TRY IT -
Repeat the listing that follows exactly. Pictures are not part of the copy.

INFORMATION PROVIDED -

_ _ _

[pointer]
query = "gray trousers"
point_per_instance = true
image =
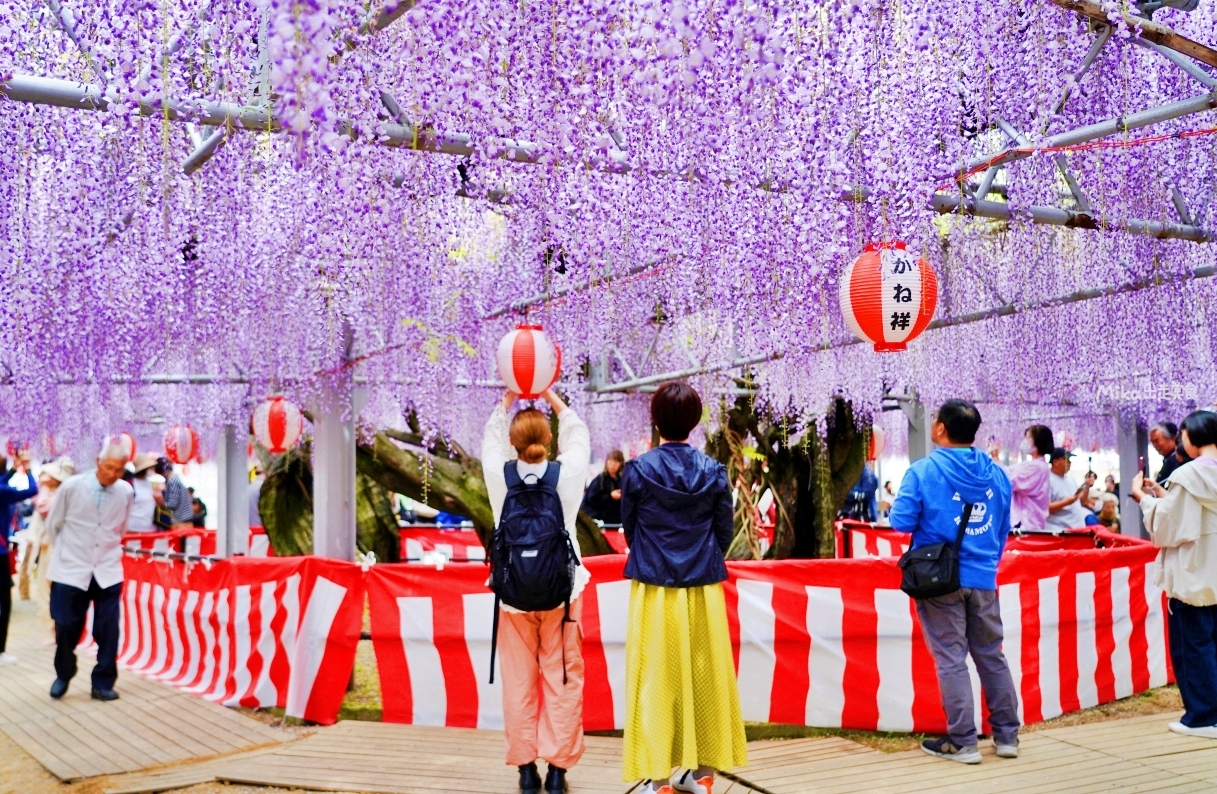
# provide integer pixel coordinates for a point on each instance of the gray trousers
(970, 621)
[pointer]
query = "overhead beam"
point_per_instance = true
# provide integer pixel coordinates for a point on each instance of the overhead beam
(1198, 73)
(1155, 32)
(1093, 132)
(1069, 218)
(41, 90)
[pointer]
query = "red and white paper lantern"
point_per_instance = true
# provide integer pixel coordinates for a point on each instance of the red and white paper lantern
(889, 296)
(528, 361)
(180, 443)
(278, 424)
(124, 440)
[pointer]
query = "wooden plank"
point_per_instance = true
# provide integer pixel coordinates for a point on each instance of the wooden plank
(202, 730)
(177, 777)
(225, 719)
(89, 747)
(112, 747)
(57, 766)
(144, 736)
(172, 730)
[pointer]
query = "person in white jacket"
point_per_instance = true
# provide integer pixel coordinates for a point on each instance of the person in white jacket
(540, 658)
(1182, 521)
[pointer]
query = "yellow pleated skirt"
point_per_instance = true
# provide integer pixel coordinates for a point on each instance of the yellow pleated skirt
(682, 705)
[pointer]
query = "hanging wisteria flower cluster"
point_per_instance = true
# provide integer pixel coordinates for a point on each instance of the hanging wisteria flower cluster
(666, 186)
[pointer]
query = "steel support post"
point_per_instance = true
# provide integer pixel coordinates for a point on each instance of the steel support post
(231, 456)
(1132, 443)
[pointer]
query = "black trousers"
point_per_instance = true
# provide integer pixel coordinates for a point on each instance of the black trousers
(5, 599)
(1194, 656)
(69, 610)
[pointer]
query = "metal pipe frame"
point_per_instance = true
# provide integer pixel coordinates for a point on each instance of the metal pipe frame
(943, 203)
(59, 93)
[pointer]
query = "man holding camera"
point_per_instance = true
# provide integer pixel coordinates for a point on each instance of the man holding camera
(959, 484)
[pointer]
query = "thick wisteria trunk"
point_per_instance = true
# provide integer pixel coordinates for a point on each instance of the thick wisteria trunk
(286, 508)
(809, 471)
(446, 477)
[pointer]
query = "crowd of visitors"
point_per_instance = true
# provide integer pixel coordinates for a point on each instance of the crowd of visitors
(674, 507)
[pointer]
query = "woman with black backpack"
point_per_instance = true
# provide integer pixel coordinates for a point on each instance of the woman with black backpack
(538, 577)
(682, 704)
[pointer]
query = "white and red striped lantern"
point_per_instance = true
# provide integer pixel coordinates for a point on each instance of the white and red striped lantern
(278, 424)
(889, 296)
(878, 442)
(180, 443)
(124, 440)
(528, 361)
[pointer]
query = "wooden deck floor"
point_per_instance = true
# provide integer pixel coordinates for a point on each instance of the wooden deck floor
(1122, 755)
(151, 725)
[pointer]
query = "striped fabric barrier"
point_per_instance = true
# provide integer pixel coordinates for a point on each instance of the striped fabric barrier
(828, 643)
(456, 546)
(861, 541)
(270, 632)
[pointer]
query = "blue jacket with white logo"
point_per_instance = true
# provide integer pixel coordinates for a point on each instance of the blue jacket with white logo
(931, 502)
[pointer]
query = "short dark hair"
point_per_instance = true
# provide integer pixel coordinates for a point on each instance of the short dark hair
(1201, 428)
(676, 409)
(962, 420)
(1042, 439)
(1168, 429)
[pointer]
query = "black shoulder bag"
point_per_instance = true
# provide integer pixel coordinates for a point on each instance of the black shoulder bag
(930, 571)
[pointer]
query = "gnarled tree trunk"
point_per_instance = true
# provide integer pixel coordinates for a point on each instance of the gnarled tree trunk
(811, 476)
(441, 475)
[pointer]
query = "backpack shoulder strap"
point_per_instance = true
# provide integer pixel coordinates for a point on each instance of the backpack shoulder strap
(963, 525)
(963, 519)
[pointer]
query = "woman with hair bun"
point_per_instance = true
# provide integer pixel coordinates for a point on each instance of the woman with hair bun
(540, 653)
(682, 704)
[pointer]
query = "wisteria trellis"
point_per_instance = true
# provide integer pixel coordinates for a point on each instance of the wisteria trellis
(701, 146)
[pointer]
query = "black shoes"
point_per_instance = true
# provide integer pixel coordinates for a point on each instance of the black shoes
(530, 779)
(555, 781)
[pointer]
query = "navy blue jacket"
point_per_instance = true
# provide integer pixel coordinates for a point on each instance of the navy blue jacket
(10, 497)
(676, 509)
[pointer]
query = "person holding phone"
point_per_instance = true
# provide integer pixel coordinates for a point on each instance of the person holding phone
(1065, 508)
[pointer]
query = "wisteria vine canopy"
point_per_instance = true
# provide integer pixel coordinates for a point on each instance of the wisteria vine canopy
(259, 190)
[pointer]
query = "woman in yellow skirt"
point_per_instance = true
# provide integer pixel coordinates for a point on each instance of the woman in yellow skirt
(682, 705)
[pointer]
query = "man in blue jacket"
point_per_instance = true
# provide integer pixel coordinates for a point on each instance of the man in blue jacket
(930, 507)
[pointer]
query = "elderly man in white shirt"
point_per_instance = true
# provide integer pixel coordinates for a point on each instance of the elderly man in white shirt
(87, 525)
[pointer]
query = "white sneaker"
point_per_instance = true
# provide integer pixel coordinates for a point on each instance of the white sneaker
(1209, 732)
(685, 782)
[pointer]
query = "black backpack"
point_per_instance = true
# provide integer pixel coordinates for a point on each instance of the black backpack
(532, 559)
(932, 570)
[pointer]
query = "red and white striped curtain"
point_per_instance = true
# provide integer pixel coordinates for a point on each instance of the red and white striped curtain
(251, 632)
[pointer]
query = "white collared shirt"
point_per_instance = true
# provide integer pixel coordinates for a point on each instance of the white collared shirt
(87, 525)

_ _ _

WRITTEN RESPONSE -
[pointer]
query = "gray trousers"
point_per_instance = true
image =
# provide integer pixel coordinates for a point on each instance of the gray trousers
(970, 621)
[pointer]
query = "overhead beam"
point_per_instance = true
# provide integer pixel coordinates for a point on each instance of the overhead beam
(1198, 73)
(1155, 32)
(1093, 132)
(1069, 218)
(41, 90)
[pointer]
query = "red and white paper lantern"
point_per_instance = true
# provide integer pixel coordinates for a point on each instance of the red and white paper lantern
(889, 296)
(528, 361)
(180, 443)
(278, 424)
(124, 440)
[pointer]
query = "wooden plank"
point_per_instance = true
# provide integer pixel coordinates for a point on each instance of the wooden plank
(202, 730)
(177, 777)
(225, 719)
(89, 747)
(112, 747)
(57, 766)
(144, 736)
(172, 730)
[pointer]
query = "person in white jacket"
point_per_instance = true
# provide integer pixel coordinates for a point on each instance of the person in white jacket
(540, 658)
(1182, 521)
[pointer]
query = "yellow pleated skirt"
point_per_instance = true
# provide integer pixel coordinates for a point on each instance of the yellow pleated skirt
(682, 705)
[pointer]
query = "hanging wisteria flower cluster"
point_per_instance = true
# provide integer pixel coordinates for a point on each instance of the hanging wisteria flower cluster
(666, 186)
[pointer]
query = "steel support post"
point_per_instance = true
# provide integer pixel coordinates for a point on each instance of the steel support post
(231, 456)
(1132, 443)
[pointer]
query = "black trousers"
point_per_instance = true
# provide integer pixel coordinates for a point on each instance of the black trousers
(5, 599)
(1194, 656)
(69, 610)
[pointer]
query = "metal pipe frame"
point_per_instance = true
# provide integer pixel coordinates for a point on each instance of the metal pipe frame
(943, 203)
(59, 93)
[pointer]
query = "man holding camera"
point_per_instance = true
# provide integer pixel coordinates for a point on each instance of the man holding camera
(959, 484)
[pointer]
query = "thick wisteria trunk"
point_per_instance = true
# provide integer pixel coordinates for a point on each instance of the thick wisteria trunk
(286, 508)
(809, 471)
(446, 477)
[pointer]
query = "crowd of visitors"
point_per_instance = true
# provide integer pixel coordinates for a point on each instance of the crowd of visitors
(674, 507)
[pointer]
query = "woman with black backpack"
point_per_instance = true
# provide integer pixel coordinates for a point on each instance of the woman with black backpack
(538, 577)
(682, 704)
[pointer]
query = "white and red striped lantern"
point_per_instance = true
# provide integer pixel coordinates for a point on each instance of the white and red striped lantern
(278, 424)
(889, 296)
(878, 442)
(180, 443)
(124, 440)
(528, 361)
[pointer]
query = "wooden deck floor"
point_per_instance = true
# provide integer pixel coordinates for a point on each instance of the wooden deck floor
(1122, 755)
(151, 725)
[pointer]
query = "striped fabric barrier"
point_per_instance = true
# provide integer pixel coordinates for a point on each instance of the striped fabric barrier
(828, 643)
(456, 546)
(861, 541)
(270, 632)
[pointer]
query = "blue jacket with white logo"
point_per_instance = true
# provide integer pixel coordinates for a point on each instance of the blue jacket with white logo
(931, 502)
[pointer]
query = "short dark hair"
point_per_instance = true
# provide integer pixel coordinates for a point on each instance of the short dark hair
(1201, 428)
(676, 409)
(962, 420)
(1042, 439)
(1168, 429)
[pointer]
query = "black shoulder bag"
point_per_instance = true
# provide integer pixel coordinates for a point on each instance of the black shoulder bag
(930, 571)
[pointer]
query = "gnarled tree trunk"
point_per_instance = true
# provide integer pixel coordinates for a point on each instance of the gnarled tree trunk
(811, 476)
(441, 475)
[pointer]
query = "backpack shoulder strap"
point_per_instance = true
# provide integer pixel coordinates for a point on each instance of the backpack shoulder strap
(963, 525)
(963, 519)
[pointer]
query = "woman with hair bun"
point_per_instance = true
# provide integer pixel coordinates for a point on each instance of the woman with hair bun
(540, 653)
(682, 704)
[pointer]
query = "wisteria trellis"
point_per_instance = true
# provide integer pixel coordinates for a point on each instance of the wisteria trellis
(701, 146)
[pointer]
query = "black shoes"
point_per_instance = true
# provide integer pixel coordinates for a point on each instance of the black shoes
(530, 779)
(555, 781)
[pointer]
query = "navy blue jacket"
point_per_instance = true
# provide integer pixel coordinates for a point on each instance of the navy blue jacket
(10, 497)
(676, 509)
[pointer]
query = "person holding phone"
point_per_instance = true
# provide integer pixel coordinates for a point on each instance of the person holding phone
(1065, 508)
[pointer]
query = "wisteria vine canopy"
point_per_instance = true
# provide integer pixel coordinates for a point on each instance of the wisteria vine canopy
(259, 190)
[pointer]
query = "woman in yellow skirt"
point_per_instance = true
# provide integer pixel coordinates for a point on each instance of the woman in yellow skirt
(682, 705)
[pointer]
query = "man in blue jacket"
point_per_instance = true
# provide integer pixel coordinates for a point on each instance of the man in blue jacket
(930, 507)
[pointer]
query = "elderly man in white shirt"
point_per_instance = true
# provide integer pixel coordinates for a point on each instance of the elderly man in white shirt
(87, 525)
[pointer]
query = "white sneaker"
point_per_instance = true
# provide integer pixel coordinates for a point on each instance of the white sneaker
(1209, 732)
(685, 782)
[pointer]
query = "black backpack"
point_per_instance = true
# provide integer pixel coordinates for a point on each instance of the black backpack
(532, 559)
(932, 570)
[pointer]
query = "red and white striped curtain"
point_per_instance = true
# provide integer pixel coordinates for a point on each instance of the red and white striped curtain
(251, 632)
[pointer]
query = "white collared shirt"
point_per_instance = true
# provide integer pixel coordinates for a point on each instance of the white collared shirt
(87, 525)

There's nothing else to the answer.